Omit the pictures, then write out every entry exactly as it reads.

Stored items from a collection
▶

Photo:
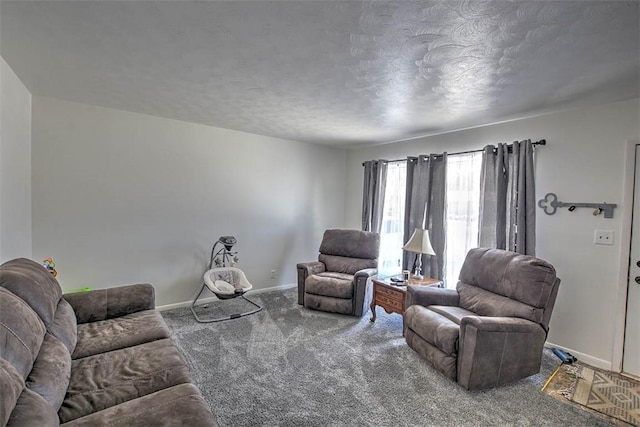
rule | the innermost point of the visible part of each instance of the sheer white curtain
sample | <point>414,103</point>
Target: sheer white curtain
<point>391,234</point>
<point>462,213</point>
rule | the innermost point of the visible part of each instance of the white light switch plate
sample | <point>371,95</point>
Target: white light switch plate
<point>603,237</point>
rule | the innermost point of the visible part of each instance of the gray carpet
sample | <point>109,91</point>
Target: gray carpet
<point>289,366</point>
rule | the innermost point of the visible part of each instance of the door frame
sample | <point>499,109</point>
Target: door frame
<point>626,212</point>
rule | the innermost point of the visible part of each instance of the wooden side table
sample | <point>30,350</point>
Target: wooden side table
<point>392,297</point>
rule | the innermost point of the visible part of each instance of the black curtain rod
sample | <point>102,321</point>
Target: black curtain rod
<point>541,142</point>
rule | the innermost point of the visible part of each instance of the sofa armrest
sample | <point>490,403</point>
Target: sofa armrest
<point>306,269</point>
<point>361,292</point>
<point>427,295</point>
<point>364,275</point>
<point>498,350</point>
<point>102,304</point>
<point>500,324</point>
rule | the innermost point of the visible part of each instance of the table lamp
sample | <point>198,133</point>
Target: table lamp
<point>420,244</point>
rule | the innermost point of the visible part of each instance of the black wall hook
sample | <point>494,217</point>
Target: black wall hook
<point>550,205</point>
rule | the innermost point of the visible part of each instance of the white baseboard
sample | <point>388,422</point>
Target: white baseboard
<point>213,298</point>
<point>588,359</point>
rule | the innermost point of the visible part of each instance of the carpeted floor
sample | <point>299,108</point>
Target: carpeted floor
<point>289,366</point>
<point>606,392</point>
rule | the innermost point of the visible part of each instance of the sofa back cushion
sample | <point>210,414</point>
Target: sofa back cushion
<point>34,284</point>
<point>38,333</point>
<point>65,325</point>
<point>351,244</point>
<point>21,332</point>
<point>495,282</point>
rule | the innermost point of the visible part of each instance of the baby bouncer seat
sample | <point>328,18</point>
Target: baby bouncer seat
<point>224,281</point>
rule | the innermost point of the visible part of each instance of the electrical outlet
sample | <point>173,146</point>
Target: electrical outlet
<point>603,237</point>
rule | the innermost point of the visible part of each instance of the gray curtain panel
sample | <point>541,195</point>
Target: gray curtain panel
<point>507,198</point>
<point>373,190</point>
<point>425,208</point>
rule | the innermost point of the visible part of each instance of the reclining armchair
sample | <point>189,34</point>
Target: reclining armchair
<point>491,329</point>
<point>337,282</point>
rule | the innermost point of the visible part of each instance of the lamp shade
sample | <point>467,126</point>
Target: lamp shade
<point>419,242</point>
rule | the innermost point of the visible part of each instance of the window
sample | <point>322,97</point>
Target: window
<point>462,211</point>
<point>392,233</point>
<point>462,214</point>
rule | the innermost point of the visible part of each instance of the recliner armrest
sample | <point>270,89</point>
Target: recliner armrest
<point>498,350</point>
<point>313,267</point>
<point>306,269</point>
<point>500,324</point>
<point>427,295</point>
<point>364,274</point>
<point>102,304</point>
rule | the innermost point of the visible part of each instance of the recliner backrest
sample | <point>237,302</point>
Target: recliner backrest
<point>349,251</point>
<point>495,282</point>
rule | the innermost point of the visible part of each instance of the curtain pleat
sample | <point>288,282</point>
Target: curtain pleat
<point>425,203</point>
<point>375,178</point>
<point>507,198</point>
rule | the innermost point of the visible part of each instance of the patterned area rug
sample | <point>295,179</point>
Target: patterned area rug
<point>602,391</point>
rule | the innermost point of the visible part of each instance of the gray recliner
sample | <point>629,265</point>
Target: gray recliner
<point>491,329</point>
<point>337,282</point>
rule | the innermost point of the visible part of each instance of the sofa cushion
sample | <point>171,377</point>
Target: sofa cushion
<point>21,332</point>
<point>346,265</point>
<point>33,410</point>
<point>34,284</point>
<point>485,303</point>
<point>351,243</point>
<point>51,371</point>
<point>503,273</point>
<point>180,405</point>
<point>120,332</point>
<point>329,284</point>
<point>108,379</point>
<point>434,328</point>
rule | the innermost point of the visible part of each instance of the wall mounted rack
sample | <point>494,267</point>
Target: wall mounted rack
<point>550,205</point>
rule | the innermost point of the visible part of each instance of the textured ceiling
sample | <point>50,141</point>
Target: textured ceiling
<point>335,73</point>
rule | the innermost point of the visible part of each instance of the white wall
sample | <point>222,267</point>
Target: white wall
<point>15,166</point>
<point>583,162</point>
<point>120,197</point>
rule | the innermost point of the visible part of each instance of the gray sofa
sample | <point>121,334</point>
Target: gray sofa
<point>337,282</point>
<point>94,358</point>
<point>491,329</point>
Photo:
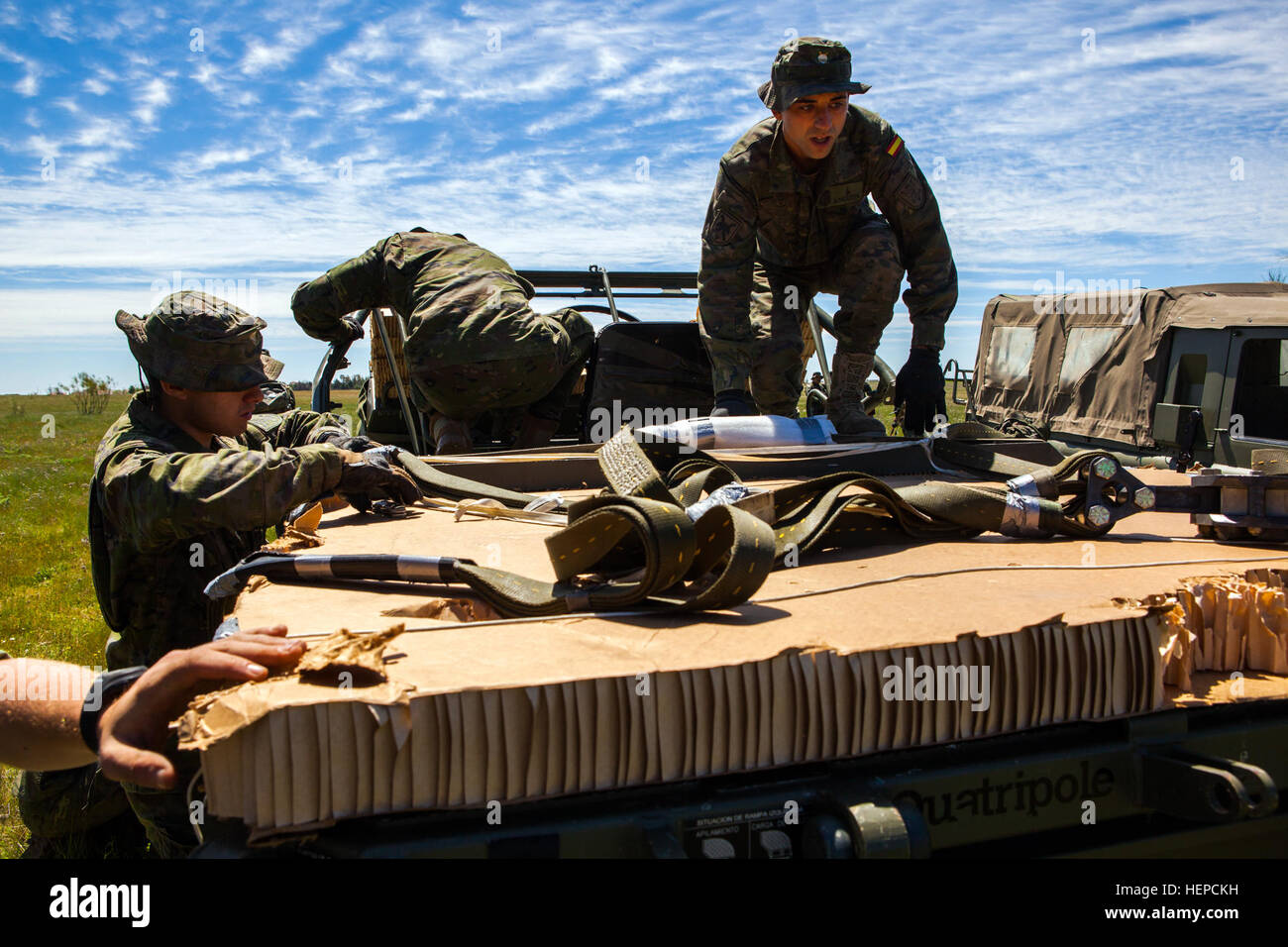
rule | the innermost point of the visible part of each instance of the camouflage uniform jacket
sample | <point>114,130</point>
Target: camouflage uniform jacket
<point>460,302</point>
<point>167,514</point>
<point>763,209</point>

◀

Full output
Photo:
rule | the innermost point of the visible part of each instance of the sheer white curtain
sample | <point>414,103</point>
Target: sheer white curtain
<point>391,234</point>
<point>462,213</point>
rule | the innermost point of the visible part of each instance of the white light switch plate
sample | <point>371,95</point>
Target: white light switch plate
<point>603,237</point>
rule | the innermost point of the visible part of each instance of the gray carpet
sample | <point>109,91</point>
Target: gray carpet
<point>289,366</point>
rule | the innermost point of the visible part of each instance of the door frame
sample | <point>499,109</point>
Target: door frame
<point>626,212</point>
rule | the innermost point of the visible part of each instance of the wooden side table
sample | <point>30,350</point>
Target: wooden side table
<point>392,297</point>
rule | the innermost point of the visible part of each instance of the black curtain rod
sample | <point>102,321</point>
Target: black curtain rod
<point>541,142</point>
rule | the innermost point of the visible part of each instance of the sofa armrest
sample | <point>490,403</point>
Target: sofa armrest
<point>306,269</point>
<point>361,292</point>
<point>427,295</point>
<point>364,275</point>
<point>498,350</point>
<point>102,304</point>
<point>500,324</point>
rule | the innermost point of the visible part of each instance of the table lamp
sample | <point>198,133</point>
Target: table lamp
<point>420,244</point>
rule | the innermost point of the visible part of each instance of the black wall hook
sample | <point>494,217</point>
Target: black wall hook
<point>550,205</point>
rule | the innermost point of the visible part of each instance of the white baseboard
sample | <point>388,422</point>
Target: white baseboard
<point>213,298</point>
<point>588,359</point>
rule | the innermost point of the visible part of each instance of the carpeted floor
sample | <point>299,108</point>
Target: carpeted floor
<point>289,366</point>
<point>606,392</point>
rule | the innermost point of the visible part of each instance of the sofa back cushion
sample | <point>210,414</point>
Target: sofa back cushion
<point>34,284</point>
<point>38,333</point>
<point>65,325</point>
<point>351,244</point>
<point>21,332</point>
<point>495,282</point>
rule | the innermost point of the visible part of each instance of the baby bouncer seat
sample | <point>328,18</point>
Target: baby bouncer seat
<point>224,281</point>
rule | the innermost point of the visible part of each instance of the electrical outlet
sample | <point>173,146</point>
Target: electrical outlet
<point>603,237</point>
rule | the innermost point of the visible part of each instance of the gray curtain panel
sample | <point>541,195</point>
Target: gray curtain panel
<point>507,198</point>
<point>373,190</point>
<point>425,208</point>
rule | the innermost point of the visible part of each instance of the reclining armchair
sample | <point>189,34</point>
Target: reclining armchair
<point>491,329</point>
<point>337,282</point>
rule | the innermost point of the visible part of each instance of the lamp shade
sample | <point>467,126</point>
Target: lamp shade
<point>419,242</point>
rule | the innermost point of the visible part of each instance of the window
sample | <point>322,97</point>
Target: window
<point>462,211</point>
<point>392,233</point>
<point>462,214</point>
rule | the innermost point of the visible part of each instance of the recliner armrest
sample | <point>270,89</point>
Target: recliner armrest
<point>498,350</point>
<point>313,267</point>
<point>306,269</point>
<point>500,324</point>
<point>427,295</point>
<point>364,274</point>
<point>102,304</point>
rule | the innermost point of the visible part of each instance of the recliner backrest
sample | <point>237,302</point>
Target: recliner backrest
<point>349,251</point>
<point>495,282</point>
rule | the innermost point of the visible part of each instance of the curtain pleat
sample | <point>288,282</point>
Target: curtain pleat
<point>425,203</point>
<point>375,178</point>
<point>507,198</point>
rule | the innermost point of the visible part of each instance of the patterned area rug
sample | <point>295,179</point>
Target: patterned area rug
<point>602,391</point>
rule | the innermost point of the visible part of each instance of the gray recliner
sample | <point>629,265</point>
Target: gray recliner
<point>491,329</point>
<point>337,282</point>
rule | the innermost point of the visible part of each instance of the sofa cushion
sample | <point>171,377</point>
Target: sofa cushion
<point>21,332</point>
<point>346,265</point>
<point>33,410</point>
<point>34,284</point>
<point>485,303</point>
<point>351,243</point>
<point>51,371</point>
<point>503,273</point>
<point>180,405</point>
<point>120,332</point>
<point>329,284</point>
<point>108,379</point>
<point>434,328</point>
rule | the innermost point of the visible part of each instance of the wall mounted rack
sample | <point>494,267</point>
Target: wall mounted rack
<point>550,205</point>
rule | the innermost point of the visible part of each instance of the textured ceiling
sample | <point>50,141</point>
Target: textured ceiling
<point>335,73</point>
rule | the innermost point of the visible part of each instance of the white wall
sample | <point>222,267</point>
Target: white wall
<point>15,166</point>
<point>583,162</point>
<point>120,197</point>
rule | the innermost point of the visible part of each instance of the gray sofa
sample | <point>121,334</point>
Target: gray sofa
<point>337,282</point>
<point>94,358</point>
<point>491,329</point>
Photo:
rule | the innermost point of the visible part of each instance of the camouflage uniform jacket
sample | <point>114,130</point>
Target: camouflage uniform jacket
<point>460,302</point>
<point>167,514</point>
<point>763,209</point>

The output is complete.